In the records below, find the line that contains "Target: car door handle" and the line that contains "Target: green-yellow helmet". Set down exactly those lines and every line between them, and nothing more.

Region pointing data:
■ ■ ■

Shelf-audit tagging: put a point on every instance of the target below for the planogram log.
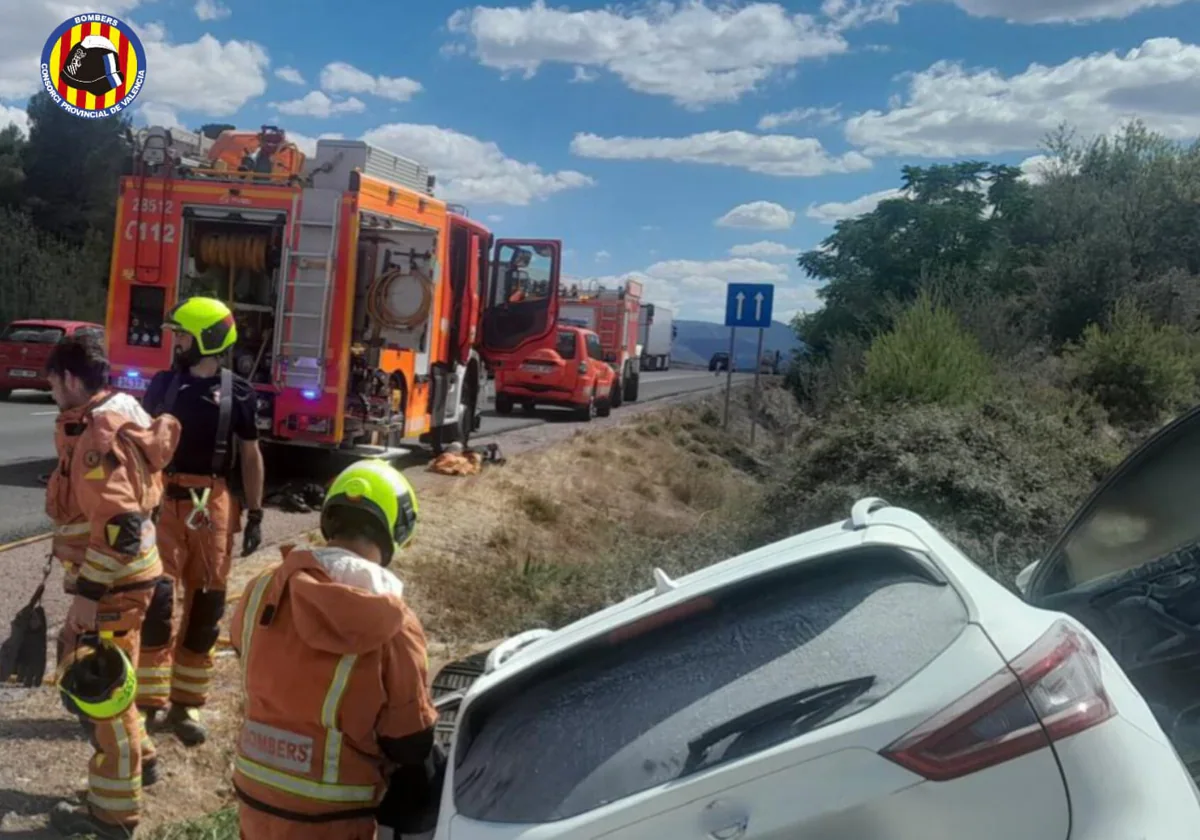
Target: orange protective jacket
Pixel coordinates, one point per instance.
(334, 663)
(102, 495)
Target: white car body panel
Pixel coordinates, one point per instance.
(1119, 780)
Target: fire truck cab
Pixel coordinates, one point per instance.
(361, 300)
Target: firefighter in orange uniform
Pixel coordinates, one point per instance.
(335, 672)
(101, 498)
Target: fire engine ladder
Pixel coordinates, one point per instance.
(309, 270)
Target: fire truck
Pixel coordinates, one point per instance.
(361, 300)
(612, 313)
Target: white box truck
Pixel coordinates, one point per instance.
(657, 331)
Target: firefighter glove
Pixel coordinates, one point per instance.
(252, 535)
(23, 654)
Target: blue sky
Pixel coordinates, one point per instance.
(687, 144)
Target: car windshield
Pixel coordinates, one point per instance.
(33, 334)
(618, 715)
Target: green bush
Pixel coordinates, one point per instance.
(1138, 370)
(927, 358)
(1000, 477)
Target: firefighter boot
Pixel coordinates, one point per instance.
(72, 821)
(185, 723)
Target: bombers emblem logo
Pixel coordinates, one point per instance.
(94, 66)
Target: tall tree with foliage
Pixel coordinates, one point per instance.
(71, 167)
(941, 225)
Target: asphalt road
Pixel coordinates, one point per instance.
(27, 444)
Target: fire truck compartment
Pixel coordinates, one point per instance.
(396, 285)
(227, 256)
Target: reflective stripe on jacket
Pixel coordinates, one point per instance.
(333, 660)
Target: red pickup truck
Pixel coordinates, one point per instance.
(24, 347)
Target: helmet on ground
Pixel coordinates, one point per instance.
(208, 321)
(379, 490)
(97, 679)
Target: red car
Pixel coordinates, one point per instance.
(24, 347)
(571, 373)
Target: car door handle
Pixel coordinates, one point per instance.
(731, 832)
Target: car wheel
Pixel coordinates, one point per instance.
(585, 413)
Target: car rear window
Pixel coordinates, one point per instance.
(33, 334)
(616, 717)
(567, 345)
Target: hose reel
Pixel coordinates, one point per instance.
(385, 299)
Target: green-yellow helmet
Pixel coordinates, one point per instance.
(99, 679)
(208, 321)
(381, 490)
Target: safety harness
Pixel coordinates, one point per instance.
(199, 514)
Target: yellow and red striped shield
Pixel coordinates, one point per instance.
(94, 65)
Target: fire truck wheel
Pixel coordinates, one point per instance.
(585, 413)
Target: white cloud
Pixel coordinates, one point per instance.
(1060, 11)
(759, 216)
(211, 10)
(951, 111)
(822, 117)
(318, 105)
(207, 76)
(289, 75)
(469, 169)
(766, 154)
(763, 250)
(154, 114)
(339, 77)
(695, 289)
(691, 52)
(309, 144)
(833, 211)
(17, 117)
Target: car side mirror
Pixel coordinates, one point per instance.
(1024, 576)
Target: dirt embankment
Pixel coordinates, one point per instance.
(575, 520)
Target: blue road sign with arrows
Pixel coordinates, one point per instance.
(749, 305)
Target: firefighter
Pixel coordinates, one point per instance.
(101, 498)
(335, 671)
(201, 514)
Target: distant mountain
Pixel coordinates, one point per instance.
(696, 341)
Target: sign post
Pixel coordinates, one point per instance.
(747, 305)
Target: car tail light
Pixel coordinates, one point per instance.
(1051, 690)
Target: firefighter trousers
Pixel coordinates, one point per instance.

■ ■ ■

Output of the exercise:
Target: car door handle
Pixel coordinates, one point per instance.
(731, 832)
Target: car wheel
Pixel coordinates, one point per instance.
(585, 413)
Target: car rear window
Pixel coordinates, one point per instance.
(33, 334)
(616, 717)
(567, 345)
Target: hose reel
Pixel coordinates, one point per instance.
(385, 299)
Target: green-yellow helmet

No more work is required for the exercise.